▶ Problem requirements: Can you retype every record below exactly as written?

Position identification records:
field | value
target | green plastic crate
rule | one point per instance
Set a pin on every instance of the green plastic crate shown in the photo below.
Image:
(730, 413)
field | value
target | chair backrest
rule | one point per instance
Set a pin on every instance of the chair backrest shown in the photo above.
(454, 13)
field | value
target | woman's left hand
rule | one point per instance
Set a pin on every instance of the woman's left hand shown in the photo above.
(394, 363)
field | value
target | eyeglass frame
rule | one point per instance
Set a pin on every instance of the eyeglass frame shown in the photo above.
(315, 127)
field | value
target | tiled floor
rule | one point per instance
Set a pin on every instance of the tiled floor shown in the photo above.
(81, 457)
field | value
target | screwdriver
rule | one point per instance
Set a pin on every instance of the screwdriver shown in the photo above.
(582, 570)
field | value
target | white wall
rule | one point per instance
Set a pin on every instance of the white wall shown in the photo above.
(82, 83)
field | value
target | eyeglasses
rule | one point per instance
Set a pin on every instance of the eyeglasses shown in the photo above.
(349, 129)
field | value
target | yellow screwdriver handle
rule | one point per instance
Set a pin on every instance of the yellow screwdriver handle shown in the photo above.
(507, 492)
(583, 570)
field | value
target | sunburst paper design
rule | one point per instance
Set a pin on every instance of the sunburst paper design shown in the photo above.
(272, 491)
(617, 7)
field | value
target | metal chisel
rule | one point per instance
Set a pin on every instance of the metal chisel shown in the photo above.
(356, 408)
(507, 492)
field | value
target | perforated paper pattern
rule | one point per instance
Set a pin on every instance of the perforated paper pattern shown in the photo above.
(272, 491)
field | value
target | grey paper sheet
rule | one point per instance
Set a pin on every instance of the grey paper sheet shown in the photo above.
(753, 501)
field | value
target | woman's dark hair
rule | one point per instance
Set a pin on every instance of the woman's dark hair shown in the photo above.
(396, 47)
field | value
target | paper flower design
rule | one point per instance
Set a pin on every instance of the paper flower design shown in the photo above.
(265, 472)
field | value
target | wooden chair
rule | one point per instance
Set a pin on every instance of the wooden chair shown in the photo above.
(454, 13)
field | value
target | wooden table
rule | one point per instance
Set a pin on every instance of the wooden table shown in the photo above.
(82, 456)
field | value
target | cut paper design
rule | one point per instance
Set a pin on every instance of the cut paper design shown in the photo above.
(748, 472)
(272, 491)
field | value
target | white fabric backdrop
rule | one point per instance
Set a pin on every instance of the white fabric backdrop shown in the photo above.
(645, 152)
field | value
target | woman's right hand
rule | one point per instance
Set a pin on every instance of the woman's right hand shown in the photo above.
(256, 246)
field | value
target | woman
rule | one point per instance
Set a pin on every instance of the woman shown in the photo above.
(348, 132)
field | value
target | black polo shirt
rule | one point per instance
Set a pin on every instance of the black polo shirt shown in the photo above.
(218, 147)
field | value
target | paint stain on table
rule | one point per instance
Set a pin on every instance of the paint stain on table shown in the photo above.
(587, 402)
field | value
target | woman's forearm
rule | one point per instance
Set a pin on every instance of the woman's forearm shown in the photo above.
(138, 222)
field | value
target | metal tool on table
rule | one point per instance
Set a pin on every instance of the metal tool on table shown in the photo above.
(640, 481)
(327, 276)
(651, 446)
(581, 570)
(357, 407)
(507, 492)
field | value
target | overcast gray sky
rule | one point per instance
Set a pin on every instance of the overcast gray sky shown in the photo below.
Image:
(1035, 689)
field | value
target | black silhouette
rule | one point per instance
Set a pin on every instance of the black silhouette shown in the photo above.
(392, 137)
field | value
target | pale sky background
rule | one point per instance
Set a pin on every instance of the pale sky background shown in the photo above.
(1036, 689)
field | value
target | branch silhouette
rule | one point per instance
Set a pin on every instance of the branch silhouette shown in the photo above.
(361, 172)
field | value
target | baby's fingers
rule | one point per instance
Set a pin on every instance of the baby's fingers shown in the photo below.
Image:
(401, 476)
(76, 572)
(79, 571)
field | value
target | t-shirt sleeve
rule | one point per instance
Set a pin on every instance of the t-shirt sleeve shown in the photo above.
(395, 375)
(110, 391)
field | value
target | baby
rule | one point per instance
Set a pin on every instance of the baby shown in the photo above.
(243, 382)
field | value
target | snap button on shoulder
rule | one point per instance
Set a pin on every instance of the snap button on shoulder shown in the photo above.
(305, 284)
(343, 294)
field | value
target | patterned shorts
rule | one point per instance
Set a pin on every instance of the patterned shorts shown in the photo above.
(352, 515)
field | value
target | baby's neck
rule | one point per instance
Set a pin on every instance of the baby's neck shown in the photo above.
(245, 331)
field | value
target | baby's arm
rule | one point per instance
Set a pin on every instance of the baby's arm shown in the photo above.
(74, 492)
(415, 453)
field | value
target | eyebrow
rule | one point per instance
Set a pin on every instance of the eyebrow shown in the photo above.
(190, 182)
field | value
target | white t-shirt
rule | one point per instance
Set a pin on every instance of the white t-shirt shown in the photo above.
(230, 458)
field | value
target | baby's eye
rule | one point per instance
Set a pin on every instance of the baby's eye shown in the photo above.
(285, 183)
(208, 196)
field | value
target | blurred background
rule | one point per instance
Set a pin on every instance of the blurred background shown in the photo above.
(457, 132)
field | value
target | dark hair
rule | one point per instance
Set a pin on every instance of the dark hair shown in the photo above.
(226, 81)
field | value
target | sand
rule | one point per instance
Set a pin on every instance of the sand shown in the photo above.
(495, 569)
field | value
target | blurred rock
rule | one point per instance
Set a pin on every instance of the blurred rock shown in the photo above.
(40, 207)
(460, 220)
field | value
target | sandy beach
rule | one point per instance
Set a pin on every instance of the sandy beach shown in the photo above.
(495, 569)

▶ Solution:
field | value
target | green plastic crate
rule | one point per instance
Set a pin on every instance of the green plastic crate shown in the photo below.
Image:
(730, 413)
field | value
target | chair backrest
rule | one point per instance
Set a pin on every instance of the chair backrest shown in the photo above.
(454, 13)
field | value
target | woman's left hand
rule | one point per instance
Set a pin on every instance of the woman's left hand shown in the photo above.
(394, 363)
field | value
target | eyeglass frame
rule | one point per instance
Set a pin on every instance of the eyeglass frame shown in the photo above.
(315, 127)
field | value
target | tiled floor
rule | one point per instance
Set a pin on every instance of the tiled floor shown in the photo above.
(81, 457)
field | value
target | screwdriver
rule | one point per instance
Set a pin on every instance of the screwdriver shown in the photo above.
(582, 570)
field | value
target | white wall
rule | one point per instance
Set a pin on every instance of the white wall shown in the photo above.
(82, 83)
field | value
target | eyeglasses
rule | one point per instance
Set a pin on every instance of the eyeglasses shown in the photo above.
(349, 129)
field | value
target | yellow screwdriver handle
rule | one point per instance
Set a pin on every instance of the yellow screwdriver handle shown in the photo above.
(507, 492)
(583, 570)
field | value
target | sunburst paper design
rule | one point per instance
Set a pin on every instance of the sunburst paper design shown in the photo above.
(272, 491)
(617, 7)
field | value
target | metal chisel
rule | one point per instance
Set a pin on every instance of the metal chisel shown in the photo above.
(356, 408)
(507, 492)
field | value
target | perforated paper pattern
rule | one point per instance
Set a pin on every instance of the perforated paper pattern shown in the photo above.
(272, 491)
field | value
target | grey paper sheet
rule | one point per instance
Set a pin on every instance of the grey paper sheet shown in the photo above.
(753, 501)
field | value
target | woman's dark hair
rule | one point per instance
Set a pin on every instance of the woman's dark hair shown in the photo above.
(396, 47)
field | value
target | paper flower design
rule | one point per instance
Set a pin on every instance of the paper flower design shown in the photo above.
(265, 472)
field | value
target | wooden chair
rule | one point per instance
Set a pin on every instance of the wooden chair shown in the photo above.
(454, 13)
field | value
target | wooden table
rule | one point per instance
Set a pin on every instance of the wooden table shown in the photo above.
(82, 456)
field | value
target | cut paper design
rule | one point per instance
Set a pin on every instance of the cut paper design shown in the photo above.
(748, 472)
(272, 491)
field | value
target | white fabric backdrop
rule | one point per instance
Set a pin on every instance of the white fabric backdrop shown in the photo above.
(645, 152)
field | value
target | woman's right hand
rule | one point per instance
Set a pin on every instance of the woman's right hand shown in the photo above.
(256, 246)
field | value
target | woman
rule | one point per instance
Set a pin on every instance of the woman shown in the photo above.
(348, 132)
field | value
target | black polo shirt
rule | one point per instance
Set a pin on every instance of the black polo shirt shown in the photo above.
(218, 147)
field | value
target | paint stain on table
rule | one point per instance
Set a pin on every instance of the paint stain on table shown in the photo above.
(587, 402)
field | value
target | woman's forearm
rule | one point per instance
Set a pin on every instance of the woman's forearm shown in the photo above.
(138, 222)
field | value
target | metal tool on table
rule | one point per instance
Set a pin on every instance of the metal tool on table shown in the photo above.
(640, 481)
(327, 276)
(651, 446)
(581, 570)
(357, 407)
(507, 492)
field | value
target | overcast gray sky
rule | one point per instance
Set a pin on every instance of the overcast gray sky shown in the photo below.
Image:
(1035, 689)
field | value
target | black silhouette
rule | one point per instance
Set a pin on every instance of the black silhouette shown in the photo above.
(392, 137)
field | value
target | pale sky background
rule | one point per instance
Set a pin on every instance of the pale sky background shown in the photo above.
(1036, 689)
field | value
target | branch silhouette
rule | one point per instance
Set a pin on every instance of the branch silhouette shown in the photo above.
(361, 172)
field | value
target | baby's fingers
rule | one point per instance
Set a pin on every instance of the baby's fingers shown in the photo below.
Image:
(401, 476)
(76, 572)
(79, 571)
field | value
target | t-shirt sleeve
rule | one point per instance
Set a pin on every instance of the t-shirt sleeve shown in the photo above.
(395, 375)
(110, 391)
field | value
target | baby
rule | one point per instance
Set a pin on every instance of the baby shown in the photo above.
(243, 382)
field | value
target | snap button on shoulder
rule | one point per instance
Set a pin on every instance of the snap button on shoulder shown in the photo above.
(305, 284)
(343, 294)
field | value
target | patterned shorts
rule | one point per instance
Set a pin on every instance of the patterned shorts shown in the photo above.
(352, 515)
field | value
target | baby's neck
rule | one point per instance
Set a pin on every instance of the baby's neck shown in the photo above.
(245, 331)
field | value
target | baby's arm
rule | one point per instance
Set a pin on every instance of the baby's arm shown in the photo above.
(74, 492)
(415, 453)
field | value
target | eyebrow
rule | one point per instance
Set a pin on every instance of the eyebrow shown in the photo above.
(190, 182)
field | value
target | white t-shirt
rule | one point per instance
Set a pin on every instance of the white t-shirt shown in the photo above.
(230, 458)
field | value
target | baby's eye
rule | one point per instance
Set a pin on every instance of the baby's eye shown in the photo above.
(285, 183)
(208, 196)
field | value
target | blurred background
rule | one point per instance
Set a pin on every instance of the blurred background shown in the photo above.
(457, 132)
field | value
target | dark hair
rule | one point per instance
Set a pin on every instance of the dark hair shown in the photo above.
(226, 81)
field | value
target | sand
rule | one point per instance
Set a pin on every instance of the sand shown in the photo above.
(495, 569)
field | value
target | blurred rock
rule | one point per instance
Set a pin on every instance of the blurred rock shown in the photo above.
(40, 207)
(460, 220)
field | value
target | sandy beach
rule | one point per instance
Set a pin on every instance of the sandy beach shown in the photo above.
(495, 569)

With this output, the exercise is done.